Copy each line below without leaving any out.

┄┄┄┄┄┄┄┄┄┄

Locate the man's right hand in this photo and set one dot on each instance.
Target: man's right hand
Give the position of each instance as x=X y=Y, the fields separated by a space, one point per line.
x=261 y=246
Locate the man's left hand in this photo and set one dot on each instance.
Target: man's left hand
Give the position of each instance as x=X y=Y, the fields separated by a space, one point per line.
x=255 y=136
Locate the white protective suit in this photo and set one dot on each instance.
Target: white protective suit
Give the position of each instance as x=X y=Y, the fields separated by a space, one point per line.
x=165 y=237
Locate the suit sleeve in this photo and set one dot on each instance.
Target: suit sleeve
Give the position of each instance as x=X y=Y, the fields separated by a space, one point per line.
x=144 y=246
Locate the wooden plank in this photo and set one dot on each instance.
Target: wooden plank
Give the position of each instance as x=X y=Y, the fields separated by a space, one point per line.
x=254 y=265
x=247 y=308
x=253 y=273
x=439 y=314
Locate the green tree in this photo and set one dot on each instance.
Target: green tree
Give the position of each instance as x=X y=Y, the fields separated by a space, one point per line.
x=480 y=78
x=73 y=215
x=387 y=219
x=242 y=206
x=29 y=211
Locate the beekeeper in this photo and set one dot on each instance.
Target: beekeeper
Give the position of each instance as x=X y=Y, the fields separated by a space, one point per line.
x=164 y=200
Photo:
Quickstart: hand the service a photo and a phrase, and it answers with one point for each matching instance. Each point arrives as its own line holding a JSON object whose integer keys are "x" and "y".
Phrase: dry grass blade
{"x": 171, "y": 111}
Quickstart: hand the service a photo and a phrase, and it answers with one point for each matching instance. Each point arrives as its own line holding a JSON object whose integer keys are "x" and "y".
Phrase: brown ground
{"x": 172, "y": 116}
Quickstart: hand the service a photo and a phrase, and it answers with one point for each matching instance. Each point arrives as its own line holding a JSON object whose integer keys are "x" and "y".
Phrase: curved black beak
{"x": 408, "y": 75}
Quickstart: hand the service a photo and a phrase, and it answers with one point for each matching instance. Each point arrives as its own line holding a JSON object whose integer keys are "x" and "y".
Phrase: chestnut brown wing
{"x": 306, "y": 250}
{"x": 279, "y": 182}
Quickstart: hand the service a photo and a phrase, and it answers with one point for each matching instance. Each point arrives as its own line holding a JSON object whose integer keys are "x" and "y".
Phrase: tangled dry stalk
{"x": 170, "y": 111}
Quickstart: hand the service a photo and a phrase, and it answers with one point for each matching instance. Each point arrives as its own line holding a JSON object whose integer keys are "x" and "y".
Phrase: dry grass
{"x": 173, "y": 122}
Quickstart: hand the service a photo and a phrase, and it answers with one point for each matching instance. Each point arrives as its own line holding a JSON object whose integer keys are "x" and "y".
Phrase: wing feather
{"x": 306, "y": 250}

┄┄┄┄┄┄┄┄┄┄

**ANSWER IN FULL**
Locate the man's right hand in this photo and set one dot on each instance.
Target: man's right hand
Give the position of each instance as x=X y=Y, the fields separated by a space, one point per line.
x=261 y=246
Locate the man's left hand in this photo and set one dot on each instance.
Target: man's left hand
Give the position of each instance as x=X y=Y, the fields separated by a space, one point per line.
x=255 y=136
Locate the white protective suit in this photo and set one dot on each instance.
Target: white protective suit
Give the position of each instance as x=X y=Y, the fields separated by a space, one point per line.
x=165 y=237
Locate the suit sleeve in this photo and set one dot on each instance.
Target: suit sleeve
Give the position of each instance as x=X y=Y, the fields separated by a space, one point per line.
x=144 y=246
Locate the wooden plank in this photo and set one dot on each instance.
Target: wooden plank
Give the position of each instance as x=X y=Y, the fields separated by a space, one point per line.
x=254 y=265
x=247 y=308
x=253 y=273
x=439 y=314
Locate the green tree in this photo and set one dot on each instance.
Target: green tree
Give the position of each instance as x=X y=Y, the fields separated by a space, one point per line.
x=480 y=78
x=73 y=215
x=387 y=219
x=242 y=206
x=29 y=211
Locate the beekeeper in this photo and set one dot on each instance.
Target: beekeeper
Give the position of each instance as x=X y=Y, the fields separated by a space, one point per line.
x=164 y=200
Photo:
Quickstart: hand the service a photo and a phrase, and it answers with one point for each matching instance. Each point arrives as its own line holding a JSON object whose integer keys are "x" and "y".
Phrase: dry grass blade
{"x": 171, "y": 111}
Quickstart: hand the service a photo and a phrase, and it answers with one point for each matching instance. Each point arrives as its own line holding a JSON object whose integer keys are "x" and "y".
Phrase: brown ground
{"x": 172, "y": 116}
Quickstart: hand the service a photo and a phrase, and it answers with one point for each matching instance. Each point arrives as its own line holding a JSON object whose integer keys are "x" and "y".
Phrase: curved black beak
{"x": 408, "y": 75}
Quickstart: hand the service a photo and a phrase, and it answers with one point for each matching instance. Each point arrives as its own line holding a JSON object whose integer keys are "x" and "y".
Phrase: chestnut brown wing
{"x": 306, "y": 250}
{"x": 279, "y": 182}
Quickstart: hand the service a photo and a phrase, and it answers with one point for each matching instance. Each point arrives as its own line holding a JSON object whose integer keys are "x" and "y".
Phrase: tangled dry stalk
{"x": 170, "y": 111}
Quickstart: hand the service a photo and a phrase, and it answers with one point for each matching instance. Each point arrives as its own line holding a JSON object whose integer keys are "x" and "y".
Phrase: dry grass
{"x": 173, "y": 122}
Quickstart: hand the service a photo and a phrase, and it answers with one point for each matching instance. Each point arrives as its own line holding a JSON object whose integer keys are "x" and "y".
Phrase: wing feather
{"x": 306, "y": 250}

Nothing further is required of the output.